● OBJETIVOS
(1) Reproduce el fragmento del relato de supervivencia que empieza con "La verdad es" y sigue hasta "de Córdoba, Argentina.".
(2) Según el relato de supervivencia, ¿durante cuántas horas sobrevivió Cristián Gorbea en el barranco del cerro Champaquí?

● TEXTO PARA LEER
________________

A dos semanas de cumplir 50 años, Cristian Gorbea se cayó de un acantilado. Aquí, su historia de supervivencia.
La verdad es que no recuerdo qué pasó exactamente cuando caí 25 metros por un acantilado.
Lo que sí recuerdo es que, de pronto, estaba completamente a oscuras. Enseguida me di cuenta de que mi linterna había perdido las baterías. Estaba en una posición encogida y sentía que estaba sentado en una superficie angosta. Detrás de mí toqué la pared de la montaña y mis piernas colgaban en el vacío.
Sólo percibía la presencia de un árbol de tabaquillo. Tuve la certeza de que estaba en un lugar complicado.
Mi nombre es Cristián Gorbea, y ya no sé cuántas veces he contado la historia de cuando sobreviví durante 42 horas en un barranco del cerro Champaquí, provincia de Córdoba, Argentina.
Muchos periodistas me preguntaron sobre esta experiencia. Tengo un libro publicado e, incluso, di una charla TED narrando ese hecho. Pero tengo que admitir que me gusta contar esta historia una y otra vez.

________________

● DATOS REGISTRADOS
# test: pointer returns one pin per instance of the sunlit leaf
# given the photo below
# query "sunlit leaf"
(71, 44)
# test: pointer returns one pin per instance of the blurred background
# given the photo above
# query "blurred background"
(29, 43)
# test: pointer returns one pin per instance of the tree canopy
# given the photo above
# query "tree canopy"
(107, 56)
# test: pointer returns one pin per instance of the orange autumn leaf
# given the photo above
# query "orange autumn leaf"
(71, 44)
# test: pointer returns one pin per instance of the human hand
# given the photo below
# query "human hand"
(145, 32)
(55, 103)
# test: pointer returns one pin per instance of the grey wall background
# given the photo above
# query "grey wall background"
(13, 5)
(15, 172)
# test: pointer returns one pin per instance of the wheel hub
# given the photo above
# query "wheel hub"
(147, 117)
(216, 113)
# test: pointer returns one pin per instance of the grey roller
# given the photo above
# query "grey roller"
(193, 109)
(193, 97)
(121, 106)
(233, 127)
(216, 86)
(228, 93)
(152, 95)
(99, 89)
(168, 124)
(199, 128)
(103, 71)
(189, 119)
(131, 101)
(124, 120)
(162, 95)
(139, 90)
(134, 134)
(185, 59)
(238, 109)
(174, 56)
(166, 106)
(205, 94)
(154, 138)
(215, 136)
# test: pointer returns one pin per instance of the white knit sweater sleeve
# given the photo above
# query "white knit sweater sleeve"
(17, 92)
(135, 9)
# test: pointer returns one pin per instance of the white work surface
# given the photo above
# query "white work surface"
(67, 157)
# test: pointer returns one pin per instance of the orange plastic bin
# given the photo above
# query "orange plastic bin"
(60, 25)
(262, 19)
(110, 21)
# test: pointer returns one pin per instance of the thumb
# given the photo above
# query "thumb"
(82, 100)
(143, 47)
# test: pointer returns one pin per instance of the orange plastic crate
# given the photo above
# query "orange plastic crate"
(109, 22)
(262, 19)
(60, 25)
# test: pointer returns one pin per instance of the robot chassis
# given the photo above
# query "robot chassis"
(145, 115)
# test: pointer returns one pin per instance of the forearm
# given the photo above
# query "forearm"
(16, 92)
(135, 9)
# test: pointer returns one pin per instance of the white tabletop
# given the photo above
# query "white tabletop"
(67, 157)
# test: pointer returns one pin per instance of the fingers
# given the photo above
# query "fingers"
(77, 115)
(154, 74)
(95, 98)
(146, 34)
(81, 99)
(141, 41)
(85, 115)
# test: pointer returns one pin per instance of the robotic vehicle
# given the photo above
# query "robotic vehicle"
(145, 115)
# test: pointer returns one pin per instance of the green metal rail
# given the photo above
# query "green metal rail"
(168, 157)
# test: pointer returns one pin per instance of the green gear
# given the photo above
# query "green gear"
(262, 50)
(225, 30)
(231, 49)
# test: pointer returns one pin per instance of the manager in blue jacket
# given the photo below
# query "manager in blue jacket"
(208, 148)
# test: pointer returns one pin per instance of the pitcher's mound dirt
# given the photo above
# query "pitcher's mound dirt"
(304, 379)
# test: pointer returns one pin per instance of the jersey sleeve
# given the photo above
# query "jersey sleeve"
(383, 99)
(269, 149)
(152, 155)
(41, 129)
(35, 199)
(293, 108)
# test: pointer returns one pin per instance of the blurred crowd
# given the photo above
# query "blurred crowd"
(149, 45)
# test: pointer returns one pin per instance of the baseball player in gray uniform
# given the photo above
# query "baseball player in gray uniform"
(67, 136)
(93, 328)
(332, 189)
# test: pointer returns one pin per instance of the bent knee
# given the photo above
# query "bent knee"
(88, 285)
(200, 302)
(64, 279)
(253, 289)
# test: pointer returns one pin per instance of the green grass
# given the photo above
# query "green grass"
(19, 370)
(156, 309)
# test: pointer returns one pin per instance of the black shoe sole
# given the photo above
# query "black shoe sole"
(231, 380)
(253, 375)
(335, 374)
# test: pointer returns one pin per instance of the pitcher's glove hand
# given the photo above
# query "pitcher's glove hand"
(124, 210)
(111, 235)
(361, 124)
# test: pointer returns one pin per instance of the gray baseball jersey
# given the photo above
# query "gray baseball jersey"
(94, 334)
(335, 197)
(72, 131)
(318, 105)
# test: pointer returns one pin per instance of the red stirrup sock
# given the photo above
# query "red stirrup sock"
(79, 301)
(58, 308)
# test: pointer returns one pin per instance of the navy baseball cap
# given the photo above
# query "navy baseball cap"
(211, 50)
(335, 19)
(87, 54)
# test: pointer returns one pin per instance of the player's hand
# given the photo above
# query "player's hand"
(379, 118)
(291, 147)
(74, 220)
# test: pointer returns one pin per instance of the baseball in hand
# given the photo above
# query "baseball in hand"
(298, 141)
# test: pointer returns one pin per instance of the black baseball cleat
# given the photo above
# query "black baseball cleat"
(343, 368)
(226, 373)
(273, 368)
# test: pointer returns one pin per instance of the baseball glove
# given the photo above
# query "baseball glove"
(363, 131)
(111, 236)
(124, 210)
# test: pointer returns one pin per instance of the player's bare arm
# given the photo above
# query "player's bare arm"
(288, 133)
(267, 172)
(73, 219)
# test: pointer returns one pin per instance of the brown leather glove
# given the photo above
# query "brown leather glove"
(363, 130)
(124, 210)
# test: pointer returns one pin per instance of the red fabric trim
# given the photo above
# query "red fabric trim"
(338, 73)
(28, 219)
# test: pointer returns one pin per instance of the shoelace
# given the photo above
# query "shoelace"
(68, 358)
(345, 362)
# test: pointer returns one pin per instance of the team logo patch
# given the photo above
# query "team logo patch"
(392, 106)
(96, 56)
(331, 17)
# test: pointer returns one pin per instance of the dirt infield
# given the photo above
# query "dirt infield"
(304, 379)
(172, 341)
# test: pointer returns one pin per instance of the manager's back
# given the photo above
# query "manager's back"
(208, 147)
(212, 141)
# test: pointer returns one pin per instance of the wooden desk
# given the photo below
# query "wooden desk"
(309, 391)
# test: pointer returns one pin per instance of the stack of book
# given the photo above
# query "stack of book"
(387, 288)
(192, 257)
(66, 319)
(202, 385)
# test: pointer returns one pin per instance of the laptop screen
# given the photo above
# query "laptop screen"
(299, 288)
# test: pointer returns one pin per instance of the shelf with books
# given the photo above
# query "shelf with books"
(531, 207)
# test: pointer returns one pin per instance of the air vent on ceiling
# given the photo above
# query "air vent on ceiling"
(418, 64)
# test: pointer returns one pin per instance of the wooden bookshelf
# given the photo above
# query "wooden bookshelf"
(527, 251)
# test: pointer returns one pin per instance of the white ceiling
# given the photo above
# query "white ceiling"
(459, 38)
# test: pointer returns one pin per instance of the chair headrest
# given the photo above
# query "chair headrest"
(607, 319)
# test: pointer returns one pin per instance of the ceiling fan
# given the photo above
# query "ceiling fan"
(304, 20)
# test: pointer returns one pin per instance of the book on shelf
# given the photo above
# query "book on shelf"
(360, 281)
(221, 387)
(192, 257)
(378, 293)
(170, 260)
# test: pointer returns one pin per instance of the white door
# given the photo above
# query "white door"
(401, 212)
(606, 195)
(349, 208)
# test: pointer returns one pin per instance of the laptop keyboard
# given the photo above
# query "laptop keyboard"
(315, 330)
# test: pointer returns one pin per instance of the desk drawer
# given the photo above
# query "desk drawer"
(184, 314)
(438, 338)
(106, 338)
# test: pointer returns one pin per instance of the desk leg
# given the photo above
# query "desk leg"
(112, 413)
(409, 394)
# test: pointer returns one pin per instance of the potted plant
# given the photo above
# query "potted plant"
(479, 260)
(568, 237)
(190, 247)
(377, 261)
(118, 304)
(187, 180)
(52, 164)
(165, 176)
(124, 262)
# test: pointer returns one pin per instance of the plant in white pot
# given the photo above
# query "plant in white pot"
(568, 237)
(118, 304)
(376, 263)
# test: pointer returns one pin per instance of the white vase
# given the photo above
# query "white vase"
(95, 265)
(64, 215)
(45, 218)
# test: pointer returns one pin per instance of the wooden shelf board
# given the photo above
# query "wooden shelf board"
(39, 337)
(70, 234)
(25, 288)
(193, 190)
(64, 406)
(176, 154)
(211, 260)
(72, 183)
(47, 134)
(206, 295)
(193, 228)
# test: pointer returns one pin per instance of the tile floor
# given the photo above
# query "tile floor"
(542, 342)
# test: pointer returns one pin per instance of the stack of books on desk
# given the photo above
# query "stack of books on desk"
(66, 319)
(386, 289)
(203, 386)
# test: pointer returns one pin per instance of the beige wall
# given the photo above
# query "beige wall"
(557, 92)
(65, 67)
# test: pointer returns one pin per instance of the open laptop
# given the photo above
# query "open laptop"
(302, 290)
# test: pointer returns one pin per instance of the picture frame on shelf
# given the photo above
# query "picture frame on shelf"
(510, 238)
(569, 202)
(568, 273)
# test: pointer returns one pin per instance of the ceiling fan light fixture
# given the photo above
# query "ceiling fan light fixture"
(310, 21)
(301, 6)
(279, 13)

________________

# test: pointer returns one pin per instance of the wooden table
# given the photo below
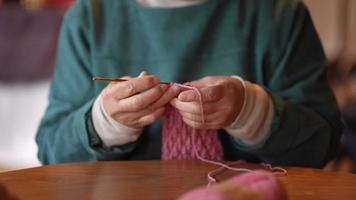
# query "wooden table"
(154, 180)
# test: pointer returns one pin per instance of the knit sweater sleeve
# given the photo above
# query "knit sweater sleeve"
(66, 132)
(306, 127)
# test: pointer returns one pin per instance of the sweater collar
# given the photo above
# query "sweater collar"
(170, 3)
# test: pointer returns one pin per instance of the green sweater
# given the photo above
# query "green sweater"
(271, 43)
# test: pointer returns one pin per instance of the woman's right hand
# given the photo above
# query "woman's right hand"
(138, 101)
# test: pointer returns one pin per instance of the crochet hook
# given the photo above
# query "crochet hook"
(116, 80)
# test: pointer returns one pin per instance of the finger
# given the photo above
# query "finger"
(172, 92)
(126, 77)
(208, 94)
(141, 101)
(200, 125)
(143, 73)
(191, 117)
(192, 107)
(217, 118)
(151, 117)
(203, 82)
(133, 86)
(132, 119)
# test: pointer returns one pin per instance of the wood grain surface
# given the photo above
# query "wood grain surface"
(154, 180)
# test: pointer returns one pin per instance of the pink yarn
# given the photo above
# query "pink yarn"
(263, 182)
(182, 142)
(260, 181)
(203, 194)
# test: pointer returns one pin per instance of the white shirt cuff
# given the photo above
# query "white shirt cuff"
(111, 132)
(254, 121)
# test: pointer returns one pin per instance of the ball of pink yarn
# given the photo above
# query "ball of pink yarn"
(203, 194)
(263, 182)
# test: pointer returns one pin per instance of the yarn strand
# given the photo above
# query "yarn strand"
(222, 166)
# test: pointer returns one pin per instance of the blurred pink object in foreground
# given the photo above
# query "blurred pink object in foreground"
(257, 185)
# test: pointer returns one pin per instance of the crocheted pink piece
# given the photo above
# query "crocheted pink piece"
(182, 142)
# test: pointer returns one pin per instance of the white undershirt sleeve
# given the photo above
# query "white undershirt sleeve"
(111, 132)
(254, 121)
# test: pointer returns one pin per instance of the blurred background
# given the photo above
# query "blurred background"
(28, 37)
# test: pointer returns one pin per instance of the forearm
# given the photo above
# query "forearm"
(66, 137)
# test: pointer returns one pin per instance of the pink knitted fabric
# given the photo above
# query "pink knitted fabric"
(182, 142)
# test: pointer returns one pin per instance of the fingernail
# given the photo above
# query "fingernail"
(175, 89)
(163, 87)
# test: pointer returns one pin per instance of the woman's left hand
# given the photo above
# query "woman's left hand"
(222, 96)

________________

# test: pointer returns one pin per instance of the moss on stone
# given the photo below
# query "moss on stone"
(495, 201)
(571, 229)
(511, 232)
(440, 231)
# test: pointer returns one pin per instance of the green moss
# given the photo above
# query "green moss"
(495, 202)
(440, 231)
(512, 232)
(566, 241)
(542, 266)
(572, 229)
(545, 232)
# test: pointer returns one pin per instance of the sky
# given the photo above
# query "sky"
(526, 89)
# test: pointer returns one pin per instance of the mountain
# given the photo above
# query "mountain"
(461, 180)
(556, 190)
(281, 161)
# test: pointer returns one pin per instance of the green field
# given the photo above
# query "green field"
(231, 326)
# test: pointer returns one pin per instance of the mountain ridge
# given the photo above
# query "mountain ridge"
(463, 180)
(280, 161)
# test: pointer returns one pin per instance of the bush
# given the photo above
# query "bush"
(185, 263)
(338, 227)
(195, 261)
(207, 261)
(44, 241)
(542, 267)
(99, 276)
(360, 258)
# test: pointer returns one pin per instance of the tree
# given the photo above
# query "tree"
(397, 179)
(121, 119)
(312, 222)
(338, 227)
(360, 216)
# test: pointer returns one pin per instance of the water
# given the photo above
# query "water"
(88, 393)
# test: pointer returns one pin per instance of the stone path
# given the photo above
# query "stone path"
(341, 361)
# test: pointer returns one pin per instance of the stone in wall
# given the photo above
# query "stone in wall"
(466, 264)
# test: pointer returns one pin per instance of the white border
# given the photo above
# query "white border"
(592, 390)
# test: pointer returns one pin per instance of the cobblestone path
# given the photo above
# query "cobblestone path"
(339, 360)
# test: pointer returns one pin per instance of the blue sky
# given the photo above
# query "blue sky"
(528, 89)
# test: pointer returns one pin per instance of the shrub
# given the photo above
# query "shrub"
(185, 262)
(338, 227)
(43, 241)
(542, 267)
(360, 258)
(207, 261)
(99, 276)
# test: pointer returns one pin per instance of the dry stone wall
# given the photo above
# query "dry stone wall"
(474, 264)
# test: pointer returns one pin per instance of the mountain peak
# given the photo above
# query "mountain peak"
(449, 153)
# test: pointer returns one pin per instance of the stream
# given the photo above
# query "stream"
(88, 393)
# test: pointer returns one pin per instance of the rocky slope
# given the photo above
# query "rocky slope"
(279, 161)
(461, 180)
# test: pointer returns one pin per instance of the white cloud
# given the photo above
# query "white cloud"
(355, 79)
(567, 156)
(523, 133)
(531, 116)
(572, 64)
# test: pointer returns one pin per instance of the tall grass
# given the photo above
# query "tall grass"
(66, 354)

________________

● SOLUCIONES POR TAREA
(1)
La verdad es que no recuerdo qué pasó exactamente cuando caí 25 metros por un acantilado.
Lo que sí recuerdo es que, de pronto, estaba completamente a oscuras. Enseguida me di cuenta de que mi linterna había perdido las baterías. Estaba en una posición encogida y sentía que estaba sentado en una superficie angosta. Detrás de mí toqué la pared de la montaña y mis piernas colgaban en el vacío.
Sólo percibía la presencia de un árbol de tabaquillo. Tuve la certeza de que estaba en un lugar complicado.
Mi nombre es Cristián Gorbea, y ya no sé cuántas veces he contado la historia de cuando sobreviví durante 42 horas en un barranco del cerro Champaquí, provincia de Córdoba, Argentina.

(2) Durante 42 horas.